> **Text segment**:
____________

The selected screenplay was a horror script titled Feast written by Marcus Dunstan and Patrick Melton. The director was John Gulager. The film stars Balthazar Getty, Krista Allen, Jason Mewes, and Eric Dane and was produced by Dimension Films and Neo Art & Logic.

The film ran for a special late night showing on September 22 and 23, 2006, almost a year after its premiere. Feast earned just under $690,000 during its box office run. The DVD was released on October 17, 2006, earning an additional $4,687,595. The film spawned two sequels: Feast II: Sloppy Seconds and Feast III: The Happy Finish.

===Season 4 (2015)===

On April 2, 2015, Project Greenlight announced the first annual Greenie award winners.

- Best Comedy: Heist – Director: Brianna Lux and Tony Lazzeroni
- Best Drama: A Room for Aden – Director: Douglas Yablun
- Best Action: Stan Lee Parkour – Director: Tom Grey
- Most Unique: Listen – Director: Joshua Ortiz
- Best Horror: The Table – Director: Shane Free
- Most "WTF": Pink Shorts – Director: Jeff Huston

In September 2015, Project Greenlight became the subject of controversy when an episode aired of Matt Damon disagreeing with producer Effie Brown over the subject of diversity. A later controversy developed over the titling of the season's sixth episode as "Hot Ghetto Mess" involving Brown's attempt to make sure one of the films did not partake in racial stereotypes, which was to be corrected before airing and replaced with "The Pivot", but was never resolved before airtime.

The Leisure Class debuted on HBO on November 2, 2015.

| No. overall | No. in season | Title | Original release date | U.S. viewers (millions) |
| 35 | 1 | "Do You Want to Direct This Movie?" | September 13, 2015 | 0.154 |
Finalists of a nationwide talent search to direct Not Another Pretty Woman, a broad comedy screenplay, as a film for HBO are narrowed down by producers Ben Affleck, Matt Damon, Bobby & Peter Farrelly, Effie Brown, and Marc Joubert, Pearl Street Films President Jennifer Todd, and HBO Films President Len Amato. After a series of submissions and in-person interviews by all the finalists, finalist Jason Mann is selected as the project's director.

____________

> **Raw records**:
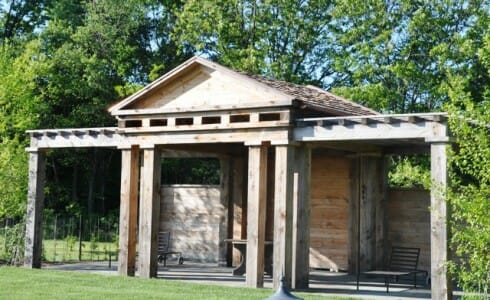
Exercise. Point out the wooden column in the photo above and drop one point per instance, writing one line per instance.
(149, 212)
(224, 200)
(35, 205)
(382, 213)
(367, 219)
(283, 214)
(128, 211)
(301, 218)
(440, 279)
(369, 193)
(355, 193)
(257, 197)
(238, 211)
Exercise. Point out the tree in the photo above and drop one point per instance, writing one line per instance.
(20, 110)
(392, 55)
(470, 193)
(278, 38)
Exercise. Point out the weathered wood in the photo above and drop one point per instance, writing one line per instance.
(149, 213)
(224, 200)
(369, 197)
(440, 278)
(158, 136)
(329, 211)
(35, 205)
(283, 215)
(381, 249)
(355, 193)
(257, 197)
(237, 191)
(378, 131)
(199, 82)
(409, 208)
(128, 211)
(301, 218)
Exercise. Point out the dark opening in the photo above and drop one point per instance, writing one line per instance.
(191, 171)
(211, 120)
(158, 122)
(133, 123)
(184, 121)
(239, 118)
(269, 117)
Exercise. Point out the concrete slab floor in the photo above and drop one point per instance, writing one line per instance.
(322, 282)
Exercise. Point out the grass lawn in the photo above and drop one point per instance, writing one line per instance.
(20, 283)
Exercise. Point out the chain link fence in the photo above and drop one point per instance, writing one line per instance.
(65, 239)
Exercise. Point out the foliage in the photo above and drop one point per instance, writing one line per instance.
(410, 172)
(14, 243)
(470, 161)
(20, 109)
(392, 55)
(191, 171)
(283, 39)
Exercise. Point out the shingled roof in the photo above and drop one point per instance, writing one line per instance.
(314, 95)
(306, 96)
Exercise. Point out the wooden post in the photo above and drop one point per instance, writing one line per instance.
(35, 205)
(257, 197)
(238, 210)
(301, 219)
(355, 193)
(283, 215)
(224, 199)
(369, 193)
(128, 211)
(149, 212)
(440, 279)
(381, 213)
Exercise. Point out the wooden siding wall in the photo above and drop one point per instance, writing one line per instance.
(192, 214)
(409, 222)
(329, 236)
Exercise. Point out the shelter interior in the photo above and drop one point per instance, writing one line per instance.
(299, 167)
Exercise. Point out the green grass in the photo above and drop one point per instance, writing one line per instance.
(20, 283)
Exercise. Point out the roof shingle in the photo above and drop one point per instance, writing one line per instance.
(315, 95)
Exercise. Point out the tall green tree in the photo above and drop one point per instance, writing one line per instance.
(392, 55)
(469, 195)
(283, 39)
(20, 110)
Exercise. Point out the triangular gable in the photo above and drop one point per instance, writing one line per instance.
(200, 84)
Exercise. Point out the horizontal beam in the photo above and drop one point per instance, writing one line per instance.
(111, 138)
(345, 131)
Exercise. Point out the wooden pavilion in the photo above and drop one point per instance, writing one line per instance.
(300, 167)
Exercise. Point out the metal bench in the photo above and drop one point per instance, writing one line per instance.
(403, 262)
(164, 248)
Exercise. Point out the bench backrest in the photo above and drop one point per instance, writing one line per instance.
(404, 259)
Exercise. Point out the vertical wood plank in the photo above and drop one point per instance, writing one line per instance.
(149, 212)
(283, 202)
(369, 195)
(35, 205)
(382, 212)
(440, 279)
(128, 211)
(301, 218)
(224, 199)
(238, 209)
(354, 175)
(257, 197)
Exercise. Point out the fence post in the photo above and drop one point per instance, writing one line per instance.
(80, 239)
(54, 237)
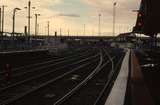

____________

> **Task directions**: Reproduce the passage of the Project Greenlight text that begins with the words containing "The selected screenplay" and ends with "Greenie award winners.", keeping every word unchanged.

> **Task answer**:
The selected screenplay was a horror script titled Feast written by Marcus Dunstan and Patrick Melton. The director was John Gulager. The film stars Balthazar Getty, Krista Allen, Jason Mewes, and Eric Dane and was produced by Dimension Films and Neo Art & Logic.

The film ran for a special late night showing on September 22 and 23, 2006, almost a year after its premiere. Feast earned just under $690,000 during its box office run. The DVD was released on October 17, 2006, earning an additional $4,687,595. The film spawned two sequels: Feast II: Sloppy Seconds and Feast III: The Happy Finish.

===Season 4 (2015)===

On April 2, 2015, Project Greenlight announced the first annual Greenie award winners.